** Data provided follows **

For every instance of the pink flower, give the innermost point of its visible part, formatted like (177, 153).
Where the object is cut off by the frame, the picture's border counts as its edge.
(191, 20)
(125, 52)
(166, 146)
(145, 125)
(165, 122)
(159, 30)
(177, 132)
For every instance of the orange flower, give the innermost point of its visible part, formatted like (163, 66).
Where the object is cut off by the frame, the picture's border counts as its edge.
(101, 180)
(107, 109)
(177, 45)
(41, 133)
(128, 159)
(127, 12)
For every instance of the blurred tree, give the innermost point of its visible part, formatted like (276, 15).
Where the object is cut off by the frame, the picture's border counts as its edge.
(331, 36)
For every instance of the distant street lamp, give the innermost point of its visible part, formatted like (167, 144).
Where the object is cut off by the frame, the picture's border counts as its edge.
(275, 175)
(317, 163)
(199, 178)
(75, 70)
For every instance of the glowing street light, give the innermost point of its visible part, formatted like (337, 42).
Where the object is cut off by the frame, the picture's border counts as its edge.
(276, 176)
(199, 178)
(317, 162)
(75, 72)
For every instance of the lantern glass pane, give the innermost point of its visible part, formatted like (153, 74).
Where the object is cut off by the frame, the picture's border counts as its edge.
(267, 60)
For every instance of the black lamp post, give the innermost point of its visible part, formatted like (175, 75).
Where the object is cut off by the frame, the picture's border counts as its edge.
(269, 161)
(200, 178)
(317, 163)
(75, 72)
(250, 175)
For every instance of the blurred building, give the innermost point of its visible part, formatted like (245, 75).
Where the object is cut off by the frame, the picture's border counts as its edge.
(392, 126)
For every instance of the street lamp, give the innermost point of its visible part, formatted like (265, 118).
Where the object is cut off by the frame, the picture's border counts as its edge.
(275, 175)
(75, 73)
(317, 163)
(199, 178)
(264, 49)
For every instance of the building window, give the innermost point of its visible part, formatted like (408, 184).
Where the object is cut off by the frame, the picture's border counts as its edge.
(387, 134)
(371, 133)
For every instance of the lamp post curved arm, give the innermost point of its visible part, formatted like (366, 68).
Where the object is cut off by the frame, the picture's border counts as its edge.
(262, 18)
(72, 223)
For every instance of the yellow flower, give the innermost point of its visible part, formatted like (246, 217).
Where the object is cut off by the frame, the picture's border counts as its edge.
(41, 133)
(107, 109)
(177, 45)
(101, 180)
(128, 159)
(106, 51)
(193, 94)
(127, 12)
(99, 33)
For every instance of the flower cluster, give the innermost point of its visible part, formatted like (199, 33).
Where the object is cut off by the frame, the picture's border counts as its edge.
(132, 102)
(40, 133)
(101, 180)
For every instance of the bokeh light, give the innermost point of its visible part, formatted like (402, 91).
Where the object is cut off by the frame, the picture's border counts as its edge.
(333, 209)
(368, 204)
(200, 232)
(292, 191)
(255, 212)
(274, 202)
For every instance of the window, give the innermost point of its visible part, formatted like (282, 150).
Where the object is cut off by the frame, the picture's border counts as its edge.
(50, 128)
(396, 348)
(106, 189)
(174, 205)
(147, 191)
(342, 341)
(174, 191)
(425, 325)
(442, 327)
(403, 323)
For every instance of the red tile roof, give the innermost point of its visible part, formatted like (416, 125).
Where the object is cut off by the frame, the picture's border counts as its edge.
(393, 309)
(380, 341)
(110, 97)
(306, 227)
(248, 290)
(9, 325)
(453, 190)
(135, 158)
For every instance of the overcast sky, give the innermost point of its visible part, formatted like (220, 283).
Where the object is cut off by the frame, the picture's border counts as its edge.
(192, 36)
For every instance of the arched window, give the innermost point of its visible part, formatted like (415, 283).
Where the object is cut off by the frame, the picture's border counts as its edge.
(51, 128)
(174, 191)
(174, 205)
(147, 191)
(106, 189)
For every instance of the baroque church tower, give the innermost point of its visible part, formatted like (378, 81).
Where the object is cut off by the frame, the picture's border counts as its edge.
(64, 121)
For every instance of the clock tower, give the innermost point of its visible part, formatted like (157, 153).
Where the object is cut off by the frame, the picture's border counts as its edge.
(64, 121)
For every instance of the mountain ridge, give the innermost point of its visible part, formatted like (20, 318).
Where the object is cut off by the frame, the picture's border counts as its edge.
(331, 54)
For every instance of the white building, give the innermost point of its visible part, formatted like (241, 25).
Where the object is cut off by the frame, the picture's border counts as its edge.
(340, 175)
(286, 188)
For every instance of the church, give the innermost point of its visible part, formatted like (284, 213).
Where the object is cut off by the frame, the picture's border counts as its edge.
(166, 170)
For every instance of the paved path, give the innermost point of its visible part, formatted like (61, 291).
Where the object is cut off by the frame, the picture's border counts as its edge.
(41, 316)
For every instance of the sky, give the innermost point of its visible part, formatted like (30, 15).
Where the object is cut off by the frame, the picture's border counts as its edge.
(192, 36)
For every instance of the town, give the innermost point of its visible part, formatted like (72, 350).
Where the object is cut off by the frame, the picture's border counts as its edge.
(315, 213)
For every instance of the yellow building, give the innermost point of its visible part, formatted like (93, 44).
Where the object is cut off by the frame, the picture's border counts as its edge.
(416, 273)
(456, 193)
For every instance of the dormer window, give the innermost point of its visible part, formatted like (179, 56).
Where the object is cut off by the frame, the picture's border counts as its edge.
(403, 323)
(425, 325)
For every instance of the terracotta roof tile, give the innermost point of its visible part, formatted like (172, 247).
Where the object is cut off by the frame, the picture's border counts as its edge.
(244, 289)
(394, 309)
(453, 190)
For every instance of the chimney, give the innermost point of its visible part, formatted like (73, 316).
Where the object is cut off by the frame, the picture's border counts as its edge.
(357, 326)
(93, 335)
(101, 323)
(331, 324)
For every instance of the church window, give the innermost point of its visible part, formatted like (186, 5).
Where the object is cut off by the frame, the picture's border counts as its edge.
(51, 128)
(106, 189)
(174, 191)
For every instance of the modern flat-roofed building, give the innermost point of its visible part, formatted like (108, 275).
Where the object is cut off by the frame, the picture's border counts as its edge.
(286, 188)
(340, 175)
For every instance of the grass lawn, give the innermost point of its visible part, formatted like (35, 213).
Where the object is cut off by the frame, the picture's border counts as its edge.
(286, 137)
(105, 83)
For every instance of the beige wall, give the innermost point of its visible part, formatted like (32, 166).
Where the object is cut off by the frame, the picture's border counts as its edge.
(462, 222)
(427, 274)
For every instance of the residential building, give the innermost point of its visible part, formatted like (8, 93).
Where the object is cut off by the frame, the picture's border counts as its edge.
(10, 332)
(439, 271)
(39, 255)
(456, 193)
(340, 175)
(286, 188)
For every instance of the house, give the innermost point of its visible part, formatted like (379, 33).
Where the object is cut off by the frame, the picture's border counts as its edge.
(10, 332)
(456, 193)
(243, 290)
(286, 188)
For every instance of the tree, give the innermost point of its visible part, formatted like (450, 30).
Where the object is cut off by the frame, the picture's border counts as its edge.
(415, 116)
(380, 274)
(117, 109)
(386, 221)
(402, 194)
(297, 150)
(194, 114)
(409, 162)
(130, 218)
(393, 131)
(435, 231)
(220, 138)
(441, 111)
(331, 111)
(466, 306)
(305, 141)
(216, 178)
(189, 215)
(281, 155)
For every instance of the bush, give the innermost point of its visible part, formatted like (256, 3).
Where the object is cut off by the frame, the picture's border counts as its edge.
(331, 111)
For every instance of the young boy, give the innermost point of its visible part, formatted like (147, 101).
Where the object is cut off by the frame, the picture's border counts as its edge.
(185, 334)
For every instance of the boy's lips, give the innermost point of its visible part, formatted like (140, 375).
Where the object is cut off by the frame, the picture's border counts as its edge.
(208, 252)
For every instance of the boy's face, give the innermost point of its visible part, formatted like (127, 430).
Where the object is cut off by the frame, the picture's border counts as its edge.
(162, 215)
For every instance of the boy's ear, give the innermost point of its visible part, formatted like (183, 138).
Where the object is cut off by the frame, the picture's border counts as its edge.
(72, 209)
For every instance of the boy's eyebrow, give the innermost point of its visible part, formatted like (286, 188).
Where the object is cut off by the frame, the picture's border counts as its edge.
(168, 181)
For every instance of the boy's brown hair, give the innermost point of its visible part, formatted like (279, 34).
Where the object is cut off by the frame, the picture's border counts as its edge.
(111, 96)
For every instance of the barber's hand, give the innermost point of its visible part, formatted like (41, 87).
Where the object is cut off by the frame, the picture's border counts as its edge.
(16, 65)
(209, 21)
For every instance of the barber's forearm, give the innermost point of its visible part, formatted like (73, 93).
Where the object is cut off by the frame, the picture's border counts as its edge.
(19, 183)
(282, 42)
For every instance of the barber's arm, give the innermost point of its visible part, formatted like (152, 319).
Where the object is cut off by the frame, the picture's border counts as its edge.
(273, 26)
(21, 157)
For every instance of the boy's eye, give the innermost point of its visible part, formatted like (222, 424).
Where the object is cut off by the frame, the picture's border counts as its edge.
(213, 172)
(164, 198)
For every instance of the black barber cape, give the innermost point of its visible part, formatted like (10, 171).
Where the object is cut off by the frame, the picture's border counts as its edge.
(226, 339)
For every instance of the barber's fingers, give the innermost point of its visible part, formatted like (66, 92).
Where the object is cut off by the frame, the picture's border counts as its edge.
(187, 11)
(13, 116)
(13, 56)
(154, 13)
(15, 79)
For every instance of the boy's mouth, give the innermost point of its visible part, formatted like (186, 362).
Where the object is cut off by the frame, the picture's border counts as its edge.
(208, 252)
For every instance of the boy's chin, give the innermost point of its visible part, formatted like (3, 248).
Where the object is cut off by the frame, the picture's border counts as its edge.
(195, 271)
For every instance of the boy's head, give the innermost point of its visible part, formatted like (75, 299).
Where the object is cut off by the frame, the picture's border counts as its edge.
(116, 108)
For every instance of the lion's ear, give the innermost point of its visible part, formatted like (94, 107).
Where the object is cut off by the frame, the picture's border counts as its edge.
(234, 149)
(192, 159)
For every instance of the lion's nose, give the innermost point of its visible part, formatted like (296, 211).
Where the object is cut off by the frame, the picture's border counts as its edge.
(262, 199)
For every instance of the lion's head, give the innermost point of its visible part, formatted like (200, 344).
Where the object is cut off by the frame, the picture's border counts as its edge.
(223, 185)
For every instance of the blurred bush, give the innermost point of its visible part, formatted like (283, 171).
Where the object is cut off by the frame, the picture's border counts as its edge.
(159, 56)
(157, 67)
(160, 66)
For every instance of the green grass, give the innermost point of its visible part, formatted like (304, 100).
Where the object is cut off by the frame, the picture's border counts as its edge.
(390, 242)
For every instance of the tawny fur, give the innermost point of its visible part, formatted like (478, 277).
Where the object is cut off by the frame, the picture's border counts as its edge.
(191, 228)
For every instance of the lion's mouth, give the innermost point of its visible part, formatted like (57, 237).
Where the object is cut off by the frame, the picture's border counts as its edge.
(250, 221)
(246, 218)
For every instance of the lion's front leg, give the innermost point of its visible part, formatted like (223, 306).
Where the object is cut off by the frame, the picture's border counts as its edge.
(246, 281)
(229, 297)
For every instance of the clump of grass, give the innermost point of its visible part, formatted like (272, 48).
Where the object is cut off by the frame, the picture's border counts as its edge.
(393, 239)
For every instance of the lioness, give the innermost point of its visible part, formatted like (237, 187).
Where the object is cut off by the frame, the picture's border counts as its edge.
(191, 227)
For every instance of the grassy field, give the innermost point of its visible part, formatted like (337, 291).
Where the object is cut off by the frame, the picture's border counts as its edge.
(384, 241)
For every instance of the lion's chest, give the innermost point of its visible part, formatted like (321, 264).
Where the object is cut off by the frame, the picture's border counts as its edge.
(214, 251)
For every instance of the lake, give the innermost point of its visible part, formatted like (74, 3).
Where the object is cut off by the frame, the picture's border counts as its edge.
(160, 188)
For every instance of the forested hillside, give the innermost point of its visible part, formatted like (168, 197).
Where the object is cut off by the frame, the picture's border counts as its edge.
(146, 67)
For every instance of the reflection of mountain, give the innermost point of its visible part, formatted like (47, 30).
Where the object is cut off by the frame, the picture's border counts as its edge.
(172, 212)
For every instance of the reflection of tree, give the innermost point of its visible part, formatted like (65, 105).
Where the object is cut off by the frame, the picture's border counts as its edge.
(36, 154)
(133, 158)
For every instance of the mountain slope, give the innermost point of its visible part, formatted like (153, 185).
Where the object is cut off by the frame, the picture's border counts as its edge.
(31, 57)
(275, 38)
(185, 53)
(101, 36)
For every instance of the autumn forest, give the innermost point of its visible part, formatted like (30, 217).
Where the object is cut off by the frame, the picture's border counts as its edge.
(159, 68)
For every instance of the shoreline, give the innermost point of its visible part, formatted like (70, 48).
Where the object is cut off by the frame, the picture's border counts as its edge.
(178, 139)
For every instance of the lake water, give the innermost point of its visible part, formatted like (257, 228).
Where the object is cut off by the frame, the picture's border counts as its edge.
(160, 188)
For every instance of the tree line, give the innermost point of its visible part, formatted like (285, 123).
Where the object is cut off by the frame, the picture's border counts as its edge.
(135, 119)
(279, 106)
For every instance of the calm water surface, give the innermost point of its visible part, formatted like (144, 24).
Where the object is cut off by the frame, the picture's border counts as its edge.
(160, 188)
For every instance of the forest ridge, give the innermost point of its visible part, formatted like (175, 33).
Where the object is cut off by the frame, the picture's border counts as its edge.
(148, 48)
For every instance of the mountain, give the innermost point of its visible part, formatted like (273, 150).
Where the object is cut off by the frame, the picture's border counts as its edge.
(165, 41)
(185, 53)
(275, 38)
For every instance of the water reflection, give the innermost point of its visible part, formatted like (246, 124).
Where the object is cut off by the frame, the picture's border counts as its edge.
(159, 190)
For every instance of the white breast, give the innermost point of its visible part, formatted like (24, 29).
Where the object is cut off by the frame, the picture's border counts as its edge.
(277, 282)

** End of Data provided **

* _Instructions to follow_: Copy, from the material above, each line in which the string "tower" occurs.

* _Response to this task_:
For every instance of the baroque church tower, give the innermost point of its visible part, formatted like (378, 81).
For every instance of the clock tower, give the innermost point of its visible part, formatted like (157, 153).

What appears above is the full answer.